EXERCISE REQUIREMENTS:
a: Copy out the DevEx scorecard text starting at "A one-pager means" and ending at "single JSON payload.", swapping "one-pager" for "single-page summary".
b: Write the next part of the DevEx scorecard text, picking up right after its last sentence.

┌─ TEXT TO READ

Build a DevEx Scorecard from JSON: 5 Steps to Visualize Developer Experience and Boost Delivery

Flow+Joy Focus.

Turn raw Flow Radar JSON into a single DevEx scorecard so leaders, coaches, and engineers see the same seven health signals at a glance.

People → Service → Profit.

Developers thrive when bottlenecks are visible and fixable; a shared scorecard turns private pain into team goals. Clear DevEx metrics, review-wait, flaky builds, WIP age, translate directly into faster, stable releases, raising customer confidence. That confidence lowers churn and support cost, a profit the CFO can measure without reading a single log line.

Why It Matters

Jellyfish’s research shows teams with transparent DevEx dashboards release 22% faster.
Scorecards replace anecdotal “feels slow” with agreed-upon thresholds.
A one-pager means less time hunting for metrics, more time moving them.

5-Step Implementation

Step 1 – Export Slack Mood Data

In Sunday’s and Monday’s posts we showed how to collect seven flow signals; review-wait, build stability, WIP-age, deploy frequency, lead-time, MTTR, mood index. Then write them to disk as a single JSON payload.

└─
┌─ STORED DATA

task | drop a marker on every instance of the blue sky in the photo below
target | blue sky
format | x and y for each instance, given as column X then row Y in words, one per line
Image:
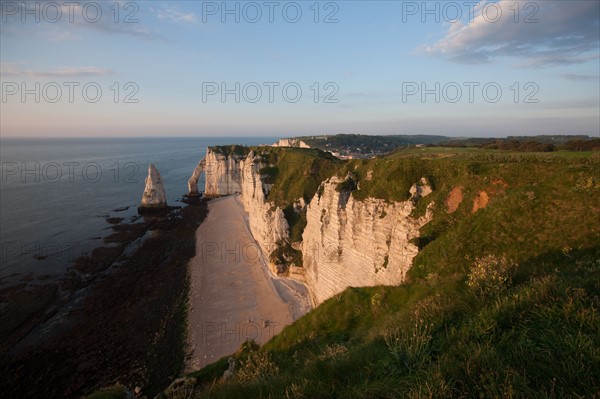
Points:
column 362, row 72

└─

ANSWERS TO THE PROBLEMS:
a:
A single-page summary means less time hunting for metrics, more time moving them.

5-Step Implementation

Step 1 – Export Slack Mood Data

In Sunday’s and Monday’s posts we showed how to collect seven flow signals; review-wait, build stability, WIP-age, deploy frequency, lead-time, MTTR, mood index. Then write them to disk as a single JSON payload.

b:
So for this step, capture a fresh snapshot of your key flow metrics in a single JSON file. This acts as the “data cartridge” you’ll reload every day, giving everyone the same ground truth.

Present it as the raw ingredient, no judgment...yet; just the facts your scorecard will visualize. We can use yesterday’s pipeline run or call the API directly. Sample file.

# File saved as flow_radar_sample.json
{
  "review_wait_avg": 42,
  "build_stability_pct": 88,
  "wip_age_p90": 3.2,
  "deploy_freq_per_week": 9,
  "lead_time_hours": 26,
  "mttr_hours": 1.4,
  "mood_index": 7
}

Step 2 – Compute Daily Mood Score

Different metrics live on different scales (percent, minutes, hours); normalizing puts them on a common footing. Inverting “lower-is-better” values (lead time, MTTR) ensures higher always means healthier, making the radar intuitive at first glance. When you showcase, explain that it keeps the chart from favoring one metric just because its units are larger. Parse JSON into a DataFrame so you can scale disparate units (hours, percentages, counts).

import json, pandas as pd, numpy as np
raw = json.load(open('flow_radar_sample.json'))
df  = pd.DataFrame(raw, index=[0])

# invert “lower-is-better” metrics so higher always = better
invert = ['review_wait_avg', 'wip_age_p90', 'lead_time_hours', 'mttr_hours']
df[invert] = df[invert].apply(lambda x: 1 / x)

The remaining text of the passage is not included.